→ **Texte à lire**:
San José, le 9 mars 2002

Les militaires sur le grand écran

Avouons-le, l'inspiration me vient avec difficulté ces temps-ci. Que raconter de beau ? Que Bush Jr. est un grand dadais à la rhétorique inspirée des dialogues de "La guerre des étoiles" ? Bof, tout le monde le sait, pas besoin d'en rajouter.

Tiens, puisque l'armée jouit d'une cote de popularité élevée dans ce pays, voici venu le temps de se remémorer un grand film à la gloire des militaires américains, ces héros de la démocratie, que dis-je ? ces hérauts du Monde Libre. La cérémonie des Oscars se profile à l'horizon, les studios de Los Angeles sombrent souvent dans la complaisance pro-bidasses, alors raison de plus pour parler de cinéma. A ce propos, le dernier film potable sorti de Hollywood remonte désormais à pas mal de temps. En deux ans de présence ici, nous n'avons globalement assisté qu'à des sorties de bouses fumantes : films pour ados avec jupes "ras la moule" et bisous en pagaille, comédies familiales plan-plan, spectacles de guerre ou de baston où le plus fort gagne à la fin ; en plus, coup de bol, c'est aussi le plus gentil. Enfin, vous voyez le genre.

→ **Données fournies**:
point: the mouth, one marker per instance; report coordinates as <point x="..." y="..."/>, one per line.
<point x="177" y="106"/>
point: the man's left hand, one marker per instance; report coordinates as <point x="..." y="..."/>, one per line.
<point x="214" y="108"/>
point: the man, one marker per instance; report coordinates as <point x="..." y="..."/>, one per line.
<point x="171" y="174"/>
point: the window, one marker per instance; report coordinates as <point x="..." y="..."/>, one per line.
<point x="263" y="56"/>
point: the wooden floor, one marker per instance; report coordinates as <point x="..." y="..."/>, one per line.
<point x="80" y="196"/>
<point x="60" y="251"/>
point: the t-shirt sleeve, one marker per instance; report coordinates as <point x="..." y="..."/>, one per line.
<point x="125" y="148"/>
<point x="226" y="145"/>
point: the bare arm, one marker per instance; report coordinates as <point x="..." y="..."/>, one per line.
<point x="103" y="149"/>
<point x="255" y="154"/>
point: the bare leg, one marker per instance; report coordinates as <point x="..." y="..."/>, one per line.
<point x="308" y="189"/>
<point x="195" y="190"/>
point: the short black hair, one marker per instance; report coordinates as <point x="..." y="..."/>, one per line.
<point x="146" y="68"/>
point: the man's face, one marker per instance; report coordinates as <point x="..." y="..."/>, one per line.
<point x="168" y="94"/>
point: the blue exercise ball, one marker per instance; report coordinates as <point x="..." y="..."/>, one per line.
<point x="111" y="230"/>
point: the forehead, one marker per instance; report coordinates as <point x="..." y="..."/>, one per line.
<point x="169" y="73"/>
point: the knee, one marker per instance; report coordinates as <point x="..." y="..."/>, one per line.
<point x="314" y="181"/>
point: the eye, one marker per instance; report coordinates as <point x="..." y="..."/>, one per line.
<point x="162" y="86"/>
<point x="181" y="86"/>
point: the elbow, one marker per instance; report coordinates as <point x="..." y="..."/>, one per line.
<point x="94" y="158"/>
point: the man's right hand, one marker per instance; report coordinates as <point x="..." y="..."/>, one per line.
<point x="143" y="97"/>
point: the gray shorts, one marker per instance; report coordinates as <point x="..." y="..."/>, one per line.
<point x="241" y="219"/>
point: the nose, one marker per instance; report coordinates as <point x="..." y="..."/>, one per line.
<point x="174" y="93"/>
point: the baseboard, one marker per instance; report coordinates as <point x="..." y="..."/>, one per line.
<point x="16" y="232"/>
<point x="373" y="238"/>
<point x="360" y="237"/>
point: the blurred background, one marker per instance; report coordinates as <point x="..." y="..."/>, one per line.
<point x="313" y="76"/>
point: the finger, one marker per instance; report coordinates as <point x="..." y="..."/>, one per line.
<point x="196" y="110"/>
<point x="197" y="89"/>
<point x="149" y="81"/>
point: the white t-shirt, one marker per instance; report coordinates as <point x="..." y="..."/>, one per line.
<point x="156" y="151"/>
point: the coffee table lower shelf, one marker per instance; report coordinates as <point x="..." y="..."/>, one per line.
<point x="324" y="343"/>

→ **Objectif 1**: Ajoute -66 à chaque coordonnée des réponses, de la ligne qui contient « point: the forehead, one » jusqu'à la fin des lignes, toutes deux comprises. Redonne ensuite toutes ces lignes, consignes incluses.
→ **Objectif 2**: Prolonge le texte sur le cinéma hollywoodien à la gloire des militaires en reprenant après sa dernière phrase.

→ **Réponse 1**:
point: the forehead, one marker per instance; report coordinates as <point x="..." y="..."/>, one per line.
<point x="103" y="7"/>
point: the knee, one marker per instance; report coordinates as <point x="..." y="..."/>, one per line.
<point x="248" y="115"/>
point: the eye, one marker per instance; report coordinates as <point x="..." y="..."/>, one per line.
<point x="96" y="20"/>
<point x="115" y="20"/>
point: the elbow, one marker per instance; report coordinates as <point x="..." y="..."/>, one per line.
<point x="28" y="92"/>
point: the man's right hand, one marker per instance; report coordinates as <point x="..." y="..."/>, one per line.
<point x="77" y="31"/>
point: the gray shorts, one marker per instance; report coordinates as <point x="..." y="..."/>, one per line.
<point x="175" y="153"/>
point: the nose, one marker per instance; report coordinates as <point x="..." y="..."/>, one per line.
<point x="108" y="27"/>
point: the baseboard, one marker per instance; report coordinates as <point x="..." y="..."/>, one per line.
<point x="-50" y="166"/>
<point x="307" y="172"/>
<point x="294" y="171"/>
point: the blurred background, one marker per instance; report coordinates as <point x="..." y="..."/>, one per line.
<point x="247" y="10"/>
point: the finger, one marker per instance; report coordinates as <point x="..." y="..."/>, one per line.
<point x="130" y="44"/>
<point x="131" y="23"/>
<point x="83" y="15"/>
point: the white t-shirt, one marker per instance; report coordinates as <point x="..." y="..."/>, one per line.
<point x="90" y="85"/>
point: the coffee table lower shelf, one marker per instance; report coordinates as <point x="..." y="..."/>, one per line.
<point x="258" y="277"/>

→ **Réponse 2**:
Quelques exceptions heureuses subsistent, parmi lesquelles on citera "Memento" (film indépendant), "Muhlholland Drive", "Traffic", voire "Ocean's Eleven" et "The Lord of the Rings" ("Le seigneur des anneaux"). A ce propos (je digresse encore...), il s'avère difficile de discerner clairement les bonnes oeuvres parmi les nombreuses daubes tièdes constituant la majorité des sorties en salle. En effet, les bandes-annonces tendent à présenter les films en avant-première d'une même consternante façon. Une voix masculine au timbre forcé vous avertit en grande et ridicule pompe qu'un effroyable "danger is coming", que "you ain't seen nothing yet", et qu'enfin Bidule a donné à la télé un vibrant "two thumbs up" en faveur de l'oeuvre... Bref, le spectateur potentiel se retrouve sous le feu de mille boniments rivalisant de couillonneries sensationalistes, qui, à l'arrivée, le mettent à distance des éventuels bons films.

Je me suis aussi rendu compte ici à quel point mes capacités critiques ont été conditionnées par la lecture de canards comme Le Monde, Libé, Télérama, Les Inrocks, etc. Et par l'écoute du "Masque et la Plume". Se faire un avis vraiment personnel sur, mettons, "Le fabuleux destin d'Amélie Poulain" se révèle, dans le fond, une tâche ardue. Tout a été dit à propos de cette comédie, on a même eu droit à une petite polémique lancée dans les pages de Libération par un journaliste des Inrockuptibles. Résultat : en réponse à la question "que penses-tu du film ?", je régurgite les bons mots glanés au cours de la lecture des journaux sus-cités.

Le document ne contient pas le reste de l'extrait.